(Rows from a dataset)
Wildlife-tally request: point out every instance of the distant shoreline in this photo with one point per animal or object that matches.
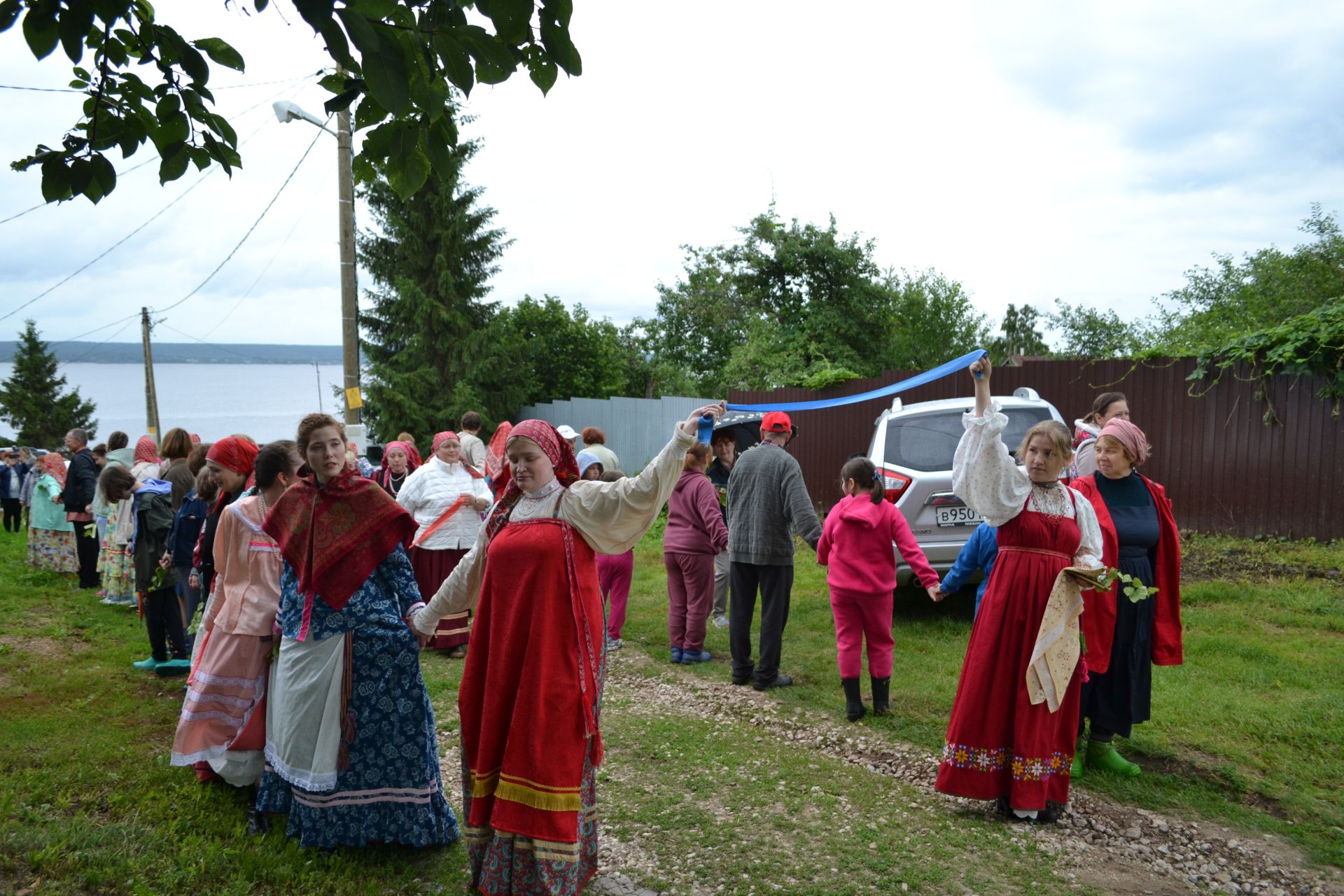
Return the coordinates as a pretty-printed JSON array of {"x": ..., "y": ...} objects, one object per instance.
[{"x": 186, "y": 354}]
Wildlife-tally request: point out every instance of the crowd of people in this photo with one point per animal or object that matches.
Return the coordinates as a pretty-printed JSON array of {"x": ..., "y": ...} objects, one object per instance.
[{"x": 295, "y": 584}]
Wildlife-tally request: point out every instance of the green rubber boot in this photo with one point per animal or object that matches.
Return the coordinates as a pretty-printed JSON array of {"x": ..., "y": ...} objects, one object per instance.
[
  {"x": 1079, "y": 761},
  {"x": 1107, "y": 758}
]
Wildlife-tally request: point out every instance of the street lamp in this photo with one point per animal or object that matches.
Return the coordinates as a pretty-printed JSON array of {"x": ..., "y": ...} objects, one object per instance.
[{"x": 286, "y": 112}]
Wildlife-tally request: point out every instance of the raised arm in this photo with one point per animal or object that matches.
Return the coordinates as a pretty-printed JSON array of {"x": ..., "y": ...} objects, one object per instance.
[
  {"x": 983, "y": 473},
  {"x": 613, "y": 516}
]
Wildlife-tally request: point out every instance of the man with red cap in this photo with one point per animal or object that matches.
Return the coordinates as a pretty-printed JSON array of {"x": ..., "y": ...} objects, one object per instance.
[{"x": 768, "y": 503}]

■ REQUIRED WORK ■
Convert the part of the data that opens with the line containing "Wildlife-tally request: point out every instance of the green" and runs through the end of the data into a Markdown table with the columns Row and Line, one line per row, omitting blank lines.

■ SOLUTION TO THIS PROBLEM ■
| Row | Line |
|---|---|
| 1 | Wildlife-tally request: point out every instance of the green rubber boot in this photo with one point per animal or object that matches. |
| 2 | Return the coordinates as a pretty-printed JSON array of {"x": ..., "y": ...} objects, one object per instance. |
| 3 | [ |
| 4 |   {"x": 1079, "y": 761}, |
| 5 |   {"x": 1107, "y": 758} |
| 6 | ] |
| 7 | Wildlife-tally request: point out every instance of the street lamp in this photo with one point per animal or object that matches. |
| 8 | Return the coordinates as a pretty-printed JSON array of {"x": ..., "y": ...} objects, one object per instance. |
| 9 | [{"x": 286, "y": 112}] |
| 10 | Wildlife-tally request: point out every instance of the raised arm in this photo with one point per animal or object that matches. |
| 11 | Return the coordinates as a pretty-printed JSON array of {"x": ..., "y": ...} objects, one object per instance. |
| 12 | [ |
| 13 |   {"x": 983, "y": 473}, |
| 14 |   {"x": 613, "y": 516} |
| 15 | ] |
| 16 | Wildlife-tally request: point out every instance of the man with red cap in this photo with one point per animal or object that matches. |
| 17 | Return the coordinates as a pretty-printed JSON array of {"x": ..., "y": ...} objects, one object per instance. |
| 18 | [{"x": 768, "y": 503}] |